Directions. From the interview on ninth-century Welsh law, extract word for word the passage between "Curiouser and curiouser, Alice" and "with Gwynedd's heart.", inclusive.

* START Source *

There were many categories for divorce; if one person changed his or her mind the next day, if a partner turned out to be infertile or wait seven years and divide everything.

A song in our century once asked, "What's love got to do with it?" The answer in Wales: "Nothing!"

JB:  Can you give us something of the flavor of the law in Wales in the Ninth Century?  What are some specifics that would feel odd to us today?

LSW:  Law prescribed everything possible. The seating arrangement in the Great Hall included specific people who would sit with the King, including the priest. He would sing the Pater Noster before meals. The falconer and the bard had places of honor.

The law stated that if the queen desired to hear more music, the bard would play quietly, just for her.

'Claim-time' occurred once a year when people who'd been arguing needed to settle the affair or have the king step in. The only capital offence was theft; in a land where controlled order was needed, to steal was anathema.

JB:  So you could say law dealt mainly with property.

LSW:  Every man, woman and child had a specific 'price' that would be considered by the King if a person was harmed. 'Honor price' entered the stage and could never be ignored. 

Land law, surety, how to treat a person not born in Wales were logistically calculated as were dogs, tamed or wild.  Then to the truly different: all of the king's possessions had a specific price, including his cat, who was worth a sheep and a lamb if killed or stolen.

Curiouser and curiouser, Alice might say.

Not in 9th Century Wales, my dear. Go on and chase your rabbit; we are busy looking for the King's Cat. It's missing.
Again.

JB: Heh heh.  Tell me a little bit about your book.


LSW:  In The Comrades, Evan, king of Powys, returns from a wedding to find a village ransacked, with women and children dead. Neighboring Gwynedd has broken the peace, crossing the mountain to pillage and murder. The dead babes tear his heart, and Evan vows to break the heart of Gwynedd.

Gwynedd's most guarded treasure is a pampered princess. In a bloody raid, Evan's comrades return to Powys with Gwynedd's heart.

Evan knows holding the princess will be dangerous and her safe-keeping may mean the difference between the lasting peace he desires and a bloody war. He's prepared for her to be kept safe but unprepared for the girl's intelligence, compassion and damnably kissable mouth.

"Evan took in the vision of a scarlet gown, which barely disguised the shapely form and a river of black curls that caressed to girl's waist.  Oh, Lord. He wished he had ordered sackcloth."

Morleyna's secret gift of Sight reveals a cruel betrayal that sends Evan on a mystical journey where he discovers his only chance for redemption rests in the hands of his captive.

Her brothers will arrive to claim their sapphire-eyed sister. Will her kinsmen, bent on revenge, destroy Evan and his comrades? Or will destruction come from Morleyna who may be the reincarnation of someone whose beauty captivated a nation?

JB:  Lynne's book is available from Amazon and as an e-book kindle, Nook, and iTunes.  And here's the lovely book trailer.

Hands. Just because.

I have a scene in the back of my mind that I really want to sit down and write.  I will, as soon as I get some mental space.

* END Source *
* START Data listing *

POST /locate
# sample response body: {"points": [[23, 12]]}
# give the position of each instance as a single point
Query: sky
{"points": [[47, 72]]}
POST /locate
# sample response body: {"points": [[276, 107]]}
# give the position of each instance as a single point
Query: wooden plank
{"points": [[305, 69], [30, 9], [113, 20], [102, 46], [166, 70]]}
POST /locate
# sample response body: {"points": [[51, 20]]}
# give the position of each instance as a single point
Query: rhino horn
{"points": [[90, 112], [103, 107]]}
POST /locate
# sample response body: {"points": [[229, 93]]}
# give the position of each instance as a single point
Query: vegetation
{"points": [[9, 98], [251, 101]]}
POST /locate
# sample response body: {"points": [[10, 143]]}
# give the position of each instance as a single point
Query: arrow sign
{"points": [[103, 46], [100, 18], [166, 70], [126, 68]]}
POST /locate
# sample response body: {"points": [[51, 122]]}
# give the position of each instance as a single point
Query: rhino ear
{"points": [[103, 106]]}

* END Data listing *

Task solution.
Curiouser and curiouser, Alice might say.

Not in 9th Century Wales, my dear. Go on and chase your rabbit; we are busy looking for the King's Cat. It's missing.
Again.

JB: Heh heh.  Tell me a little bit about your book.


LSW:  In The Comrades, Evan, king of Powys, returns from a wedding to find a village ransacked, with women and children dead. Neighboring Gwynedd has broken the peace, crossing the mountain to pillage and murder. The dead babes tear his heart, and Evan vows to break the heart of Gwynedd.

Gwynedd's most guarded treasure is a pampered princess. In a bloody raid, Evan's comrades return to Powys with Gwynedd's heart.